EXERCISE OBJECTIVE —
Every entry, from first to last, is to be written out exactly.

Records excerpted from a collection
________________________________________

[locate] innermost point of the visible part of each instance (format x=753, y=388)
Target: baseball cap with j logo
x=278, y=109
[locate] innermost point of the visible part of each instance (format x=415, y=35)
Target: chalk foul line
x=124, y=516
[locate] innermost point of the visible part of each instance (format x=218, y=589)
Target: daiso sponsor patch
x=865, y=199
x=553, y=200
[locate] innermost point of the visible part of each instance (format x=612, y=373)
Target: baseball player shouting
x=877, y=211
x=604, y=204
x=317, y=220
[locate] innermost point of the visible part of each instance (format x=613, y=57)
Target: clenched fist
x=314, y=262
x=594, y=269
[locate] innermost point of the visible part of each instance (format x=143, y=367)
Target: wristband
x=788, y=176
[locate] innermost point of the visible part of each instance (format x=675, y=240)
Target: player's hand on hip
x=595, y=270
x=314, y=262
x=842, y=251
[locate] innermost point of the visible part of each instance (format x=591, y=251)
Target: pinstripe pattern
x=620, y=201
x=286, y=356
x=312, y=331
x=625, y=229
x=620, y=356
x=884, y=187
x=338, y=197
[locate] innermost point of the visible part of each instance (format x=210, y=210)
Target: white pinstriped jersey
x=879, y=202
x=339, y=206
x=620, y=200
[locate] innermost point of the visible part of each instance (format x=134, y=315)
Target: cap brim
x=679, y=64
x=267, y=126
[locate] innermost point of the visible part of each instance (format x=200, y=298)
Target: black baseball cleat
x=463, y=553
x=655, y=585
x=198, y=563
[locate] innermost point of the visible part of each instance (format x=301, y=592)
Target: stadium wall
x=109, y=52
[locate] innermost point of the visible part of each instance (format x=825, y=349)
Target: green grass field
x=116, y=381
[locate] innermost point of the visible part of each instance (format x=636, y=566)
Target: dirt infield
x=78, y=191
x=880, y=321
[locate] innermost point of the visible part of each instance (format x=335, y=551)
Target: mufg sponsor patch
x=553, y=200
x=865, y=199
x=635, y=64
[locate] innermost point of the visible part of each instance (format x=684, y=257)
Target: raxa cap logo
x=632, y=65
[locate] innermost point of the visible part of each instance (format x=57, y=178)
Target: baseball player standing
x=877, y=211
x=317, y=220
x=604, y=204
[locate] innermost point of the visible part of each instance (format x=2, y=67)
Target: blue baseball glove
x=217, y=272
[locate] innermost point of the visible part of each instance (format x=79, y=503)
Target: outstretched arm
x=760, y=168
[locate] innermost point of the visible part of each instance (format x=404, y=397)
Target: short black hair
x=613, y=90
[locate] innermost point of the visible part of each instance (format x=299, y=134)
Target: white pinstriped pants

________________________________________

EXERCISE OUTPUT —
[locate] innermost point of the visible part of each instance (format x=753, y=388)
Target: baseball cap with j logo
x=278, y=109
[locate] innermost point of the visible part of each instance (format x=415, y=35)
Target: chalk foul line
x=124, y=516
[locate] innermost point of the visible part of each instance (format x=218, y=589)
Target: daiso sponsor patch
x=865, y=199
x=553, y=200
[locate] innermost point of the visible part of each instance (format x=612, y=373)
Target: baseball player shouting
x=877, y=211
x=604, y=204
x=317, y=220
[locate] innermost point of the visible part of each instance (format x=613, y=57)
Target: clenched fist
x=314, y=262
x=594, y=269
[locate] innermost point of the visible part of each instance (format x=143, y=367)
Target: wristband
x=788, y=176
[locate] innermost point of the visible part of each instance (format x=675, y=240)
Target: player's hand on hip
x=595, y=270
x=314, y=262
x=842, y=251
[locate] innermost point of the visible part of each instance (format x=591, y=251)
Target: pinstripe pattern
x=620, y=201
x=286, y=356
x=312, y=331
x=625, y=229
x=620, y=356
x=884, y=187
x=338, y=197
[locate] innermost point of the visible part of each instance (format x=210, y=210)
Target: white pinstriped jersey
x=879, y=202
x=339, y=206
x=620, y=200
[locate] innermost point of the visible part of each instance (format x=134, y=315)
Target: cap brim
x=679, y=64
x=267, y=126
[locate] innermost point of the visible part of each instance (format x=200, y=298)
Target: black baseball cleat
x=463, y=553
x=655, y=585
x=198, y=563
[locate] innermost point of the visible part of each instance (format x=301, y=592)
Target: stadium wall
x=109, y=52
[locate] innermost point of the visible part of each instance (format x=825, y=349)
Target: green grass field
x=116, y=381
[locate] innermost point of the visible part of each instance (format x=636, y=566)
Target: dirt infield
x=78, y=191
x=880, y=321
[locate] innermost point of the visible part of each instance (format x=335, y=551)
Target: mufg sponsor patch
x=553, y=200
x=865, y=199
x=635, y=64
[locate] innermost point of the visible part of each instance (format x=684, y=257)
Target: raxa cap logo
x=632, y=65
[locate] innermost point of the visible part of each instance (format x=57, y=178)
Target: baseball player standing
x=877, y=211
x=317, y=220
x=604, y=204
[locate] innermost point of the visible part of each instance (format x=2, y=67)
Target: blue baseball glove
x=217, y=272
[locate] innermost point of the visible part of each instance (format x=79, y=503)
Target: outstretched arm
x=760, y=168
[locate] innermost point of the visible part of each instance (format x=404, y=397)
Target: short black hair
x=613, y=90
[locate] innermost point of the visible part of each instance (format x=299, y=134)
Target: white pinstriped pants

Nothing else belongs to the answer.